* Selected passage *
Status

Current stateDraft

Discussion thread: here [Change the link from the KIP proposal email archive to your own email thread]

JIRA: here [Change the link from KAFKA-1 to your own ticket]

Please keep the discussion on the mailing list rather than commenting on the wiki (wiki discussions get unwieldy fast).

Motivation

Kafka transactions are often used in combination with stream processing engines such as Apache Flink and Apache Spark, as well as with Kafka's native stream processing library, Kafka Streams. Users have highlighted issues ( KAFKA-20381 - Getting issue details... STATUS and KAFKA-19873 - Getting issue details... STATUS , for example) with how the transaction timeout is responsible for two potentially conflicting requirements. First, we want to be able to ensure that the client applications performing the transactions are still alive, and second, we want to ensure that the transactions have sufficient time to complete. If users set the transaction timeout to be low, transactions are rolled back promptly when the applications fail, but there is a risk that transactions are aborted preemptively because there was not quite enough time. Conversely, if users set the transaction timeout to be high, transactions have sufficient time to complete, but the delay before a failing application's transaction is aborted is also very long.

This KIP proposes to introduce an explicit liveness check for transactions so that users can benefit from prompt recovery from failed applications when they need to allow the transaction timeout to be long.

Proposed Changes


Public Interfaces

Kafka Protocol Changes

This KIP introduces the following new API:

  • TxnHeartbeat

Access Control

This table gives the ACLs required for the new API:

RPCOperationResource
TxnHeartbeat WRITETransactional ID

InitProducerId API

The KIP introduces version 7 (or version 6 if this KIP is adopted before KIP-939's APIs are marked as stable).

Request schema

{
  "apiKey": 22,
  "type": "request",
  "listeners": ["broker"],
  "name": "InitProducerIdRequest",
  // Version 1 is the same as version 0.
  //
  // Version 2 is the first flexible version.
  //
  // Version 3 adds ProducerId and ProducerEpoch, allowing producers to try to resume after an INVALID_PRODUCER_EPOCH error
  //
  // Version 4 adds the support for new error code PRODUCER_FENCED.
  //
  // Version 5 adds support for new error code TRANSACTION_ABORTABLE (KIP-890).
  //
  // Version 6 adds support for 2PC (KIP-939).
  //
  // Version 7 adds support for transaction heartbeats (KIP-1309).

* What you should do *
According to the Kafka proposal, which operation and resource are required to use the new TxnHeartbeat API?

Object detection data:
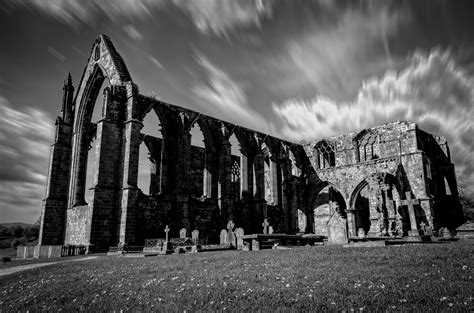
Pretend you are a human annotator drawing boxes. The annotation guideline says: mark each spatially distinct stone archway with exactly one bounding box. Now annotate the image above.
[349,173,407,237]
[306,181,348,236]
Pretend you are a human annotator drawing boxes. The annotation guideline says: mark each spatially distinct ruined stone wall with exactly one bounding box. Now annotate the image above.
[64,205,92,246]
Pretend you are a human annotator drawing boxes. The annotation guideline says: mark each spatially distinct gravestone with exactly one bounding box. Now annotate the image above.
[191,229,199,244]
[227,220,237,247]
[220,229,229,246]
[439,227,452,239]
[262,218,270,235]
[235,227,245,250]
[328,212,347,244]
[161,225,173,254]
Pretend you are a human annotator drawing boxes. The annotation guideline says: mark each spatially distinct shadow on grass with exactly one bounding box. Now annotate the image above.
[0,241,474,311]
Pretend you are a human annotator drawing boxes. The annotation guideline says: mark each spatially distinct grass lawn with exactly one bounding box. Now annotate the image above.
[0,241,474,311]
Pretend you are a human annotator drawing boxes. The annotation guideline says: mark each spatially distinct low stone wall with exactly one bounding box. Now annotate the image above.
[16,245,86,259]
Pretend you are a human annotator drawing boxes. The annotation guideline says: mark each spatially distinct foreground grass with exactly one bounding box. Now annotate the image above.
[0,241,474,311]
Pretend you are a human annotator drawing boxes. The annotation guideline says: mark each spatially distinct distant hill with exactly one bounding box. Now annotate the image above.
[0,222,39,228]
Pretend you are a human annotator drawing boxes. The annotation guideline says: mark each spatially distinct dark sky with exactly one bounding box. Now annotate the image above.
[0,0,474,222]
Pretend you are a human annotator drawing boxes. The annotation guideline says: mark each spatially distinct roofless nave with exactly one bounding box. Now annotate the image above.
[40,35,462,251]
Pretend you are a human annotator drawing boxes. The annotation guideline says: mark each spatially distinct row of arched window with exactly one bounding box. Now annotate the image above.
[314,132,380,169]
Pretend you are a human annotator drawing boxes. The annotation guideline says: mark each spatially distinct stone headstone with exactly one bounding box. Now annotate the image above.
[191,229,199,243]
[328,213,347,244]
[220,229,229,245]
[227,230,237,247]
[227,220,235,231]
[179,228,186,238]
[262,218,270,235]
[165,225,170,242]
[439,227,452,239]
[234,227,245,250]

* Solution for this exercise *
The WRITE operation on the Transactional ID resource.